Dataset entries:
____________________

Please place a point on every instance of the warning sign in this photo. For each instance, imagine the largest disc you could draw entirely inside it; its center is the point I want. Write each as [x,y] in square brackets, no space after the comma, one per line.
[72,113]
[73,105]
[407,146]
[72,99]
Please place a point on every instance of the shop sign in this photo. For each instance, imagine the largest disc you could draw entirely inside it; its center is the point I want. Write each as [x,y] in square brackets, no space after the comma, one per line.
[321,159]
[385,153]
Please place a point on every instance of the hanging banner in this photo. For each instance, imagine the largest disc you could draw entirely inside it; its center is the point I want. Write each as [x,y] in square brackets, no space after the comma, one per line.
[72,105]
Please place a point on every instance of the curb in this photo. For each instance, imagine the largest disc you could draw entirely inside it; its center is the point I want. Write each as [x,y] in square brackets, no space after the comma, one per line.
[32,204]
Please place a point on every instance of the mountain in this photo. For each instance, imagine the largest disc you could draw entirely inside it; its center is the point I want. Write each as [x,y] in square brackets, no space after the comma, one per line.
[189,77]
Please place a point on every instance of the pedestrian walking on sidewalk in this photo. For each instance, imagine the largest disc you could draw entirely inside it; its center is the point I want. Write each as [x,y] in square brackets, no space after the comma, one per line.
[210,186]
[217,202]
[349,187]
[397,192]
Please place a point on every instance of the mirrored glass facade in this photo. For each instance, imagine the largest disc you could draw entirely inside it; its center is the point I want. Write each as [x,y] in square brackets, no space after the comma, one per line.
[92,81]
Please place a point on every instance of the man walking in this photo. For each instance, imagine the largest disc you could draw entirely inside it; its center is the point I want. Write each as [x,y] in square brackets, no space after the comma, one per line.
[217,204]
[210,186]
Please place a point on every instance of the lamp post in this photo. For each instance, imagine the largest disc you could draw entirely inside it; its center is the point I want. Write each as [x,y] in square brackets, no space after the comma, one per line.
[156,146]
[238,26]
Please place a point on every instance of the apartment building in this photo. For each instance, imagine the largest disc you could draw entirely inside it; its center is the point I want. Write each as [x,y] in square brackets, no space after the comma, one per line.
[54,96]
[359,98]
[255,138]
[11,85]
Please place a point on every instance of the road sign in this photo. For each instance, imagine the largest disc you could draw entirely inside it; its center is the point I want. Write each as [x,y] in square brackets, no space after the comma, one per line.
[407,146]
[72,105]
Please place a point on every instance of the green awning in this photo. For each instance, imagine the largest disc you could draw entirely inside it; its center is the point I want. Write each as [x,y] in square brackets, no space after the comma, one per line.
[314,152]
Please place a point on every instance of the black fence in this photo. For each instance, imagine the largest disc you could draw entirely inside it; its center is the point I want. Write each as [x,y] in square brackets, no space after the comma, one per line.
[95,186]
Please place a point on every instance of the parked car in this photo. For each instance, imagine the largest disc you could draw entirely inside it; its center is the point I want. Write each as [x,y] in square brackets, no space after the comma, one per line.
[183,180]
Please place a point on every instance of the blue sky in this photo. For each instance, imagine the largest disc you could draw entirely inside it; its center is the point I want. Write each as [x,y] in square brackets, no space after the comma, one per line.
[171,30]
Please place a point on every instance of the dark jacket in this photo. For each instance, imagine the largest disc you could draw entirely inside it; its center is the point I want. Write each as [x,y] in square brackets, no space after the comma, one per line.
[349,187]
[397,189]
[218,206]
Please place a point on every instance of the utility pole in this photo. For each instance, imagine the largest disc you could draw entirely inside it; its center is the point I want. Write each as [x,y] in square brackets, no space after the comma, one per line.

____________________

Assignment -> Retype each line above exactly as written.

Result of this task ->
Please place a point on every instance of the warning sign in this photo. For each instance, imagine the largest disc you could draw entirely inside it; its center is the point I want. Write each as [x,y] in square brackets, no space after the comma, one per line.
[72,113]
[73,105]
[407,146]
[72,99]
Please place a point on every instance of the shop sign in this photo. For each instance, imagine the largest disc you could draw entirely inside it; its center is the point I want. Write each as [x,y] in square brackets, no space after the comma, one per line.
[321,159]
[385,153]
Please place a point on every instance of the hanging banner in this photo. For each instance, imagine the largest disc you could draw entirely inside it; its center is the point I want. Write each as [x,y] in square brackets, no space after the comma, one per line.
[72,105]
Please place a point on every instance of the curb in this photo. For each instance, imagine the largest disc you could draw entirely inside it; its center is the point I want. Write each as [x,y] in square brackets, no space after the comma, one per line.
[32,204]
Please place a point on every instance of the mountain in this photo. For each instance, imagine the largest disc you could draw entirely inside it; its center is the point I want. Write each as [x,y] in square brackets, no space after the comma, one per line.
[189,77]
Please place a point on every instance of the pedestrian walking on sidewalk in this photo. For each instance, imagine the largest disc you could draw entirely inside it; its center is the point I want. Write each as [x,y] in square brackets, no space after the comma, one per line.
[210,186]
[217,202]
[349,187]
[397,192]
Please place a point on every instance of the mirrored glass facade in this photo. For each instance, imagine the largest disc you could draw entirely inside it; its center is the point I want. Write each as [x,y] in square brackets, no space after the comma, one per line.
[92,81]
Please place a point on every instance of the man walking in this photo. For each instance, imagine the largest disc you could draw entirely inside it; its center is the point I want. Write each as [x,y] in square brackets, no space after the comma, one per line.
[217,204]
[210,186]
Please place a point on every instance of the lamp post in this photo. For each instance, imagine the largest disc you could draw entirely inside it; its center is the point I want. Write each as [x,y] in square brackets, no space after the comma, one per line.
[156,146]
[238,26]
Please place a point on every instance of the apartment building in this photo. For each instance, imagine the largest disc you could draw entirely inside it; its center is the point I want. Write each as [x,y] in square brackets, no space after the comma, one per line.
[54,96]
[359,98]
[255,138]
[11,85]
Please place a point on every instance of the road sign in this photo. For each instance, imagine the largest disc you could draw entirely inside it; its center is the point I want. Write each as [x,y] in square brackets, no space after the comma, one per line.
[407,146]
[72,105]
Please place a point on every instance of the green awning in this photo. For each instance, imagine the largest disc you could draw entirely inside it; its center is the point I want. Write each as [x,y] in square brackets, no space after the comma, one per line.
[314,152]
Please place a point on every instance of the black fence in this photo. For each instance, imagine the largest disc you could draw entirely inside it; its center is the point I want. Write each as [x,y] in square brackets, no space after the comma, one per line.
[95,186]
Please place a point on every instance of the parked car in this photo. For each instance, imagine the largest disc you could draw entirely inside it; its center is the point I want. Write each as [x,y] in square brackets, no space after the comma, one per line.
[183,180]
Please place a point on every instance of the blue sky in this photo. For each instance, imagine the largest disc you could draw entirely inside it; its center is the point I want. Write each as [x,y] in square brackets, no space after the comma, one per line.
[171,30]
Please place a point on every instance of the dark jacket in this photo. For each instance, imagine the largest disc you could draw entirely inside it; its center is the point I want. Write each as [x,y] in square brackets, no space after the comma, one per line.
[349,187]
[397,189]
[218,206]
Please place a point on every instance of the utility pole in this photo. For each instance, imagine the largest disc you could draw entirely inside it; its center is the point I want. Write each as [x,y] in square brackets, no space after the comma, one per line.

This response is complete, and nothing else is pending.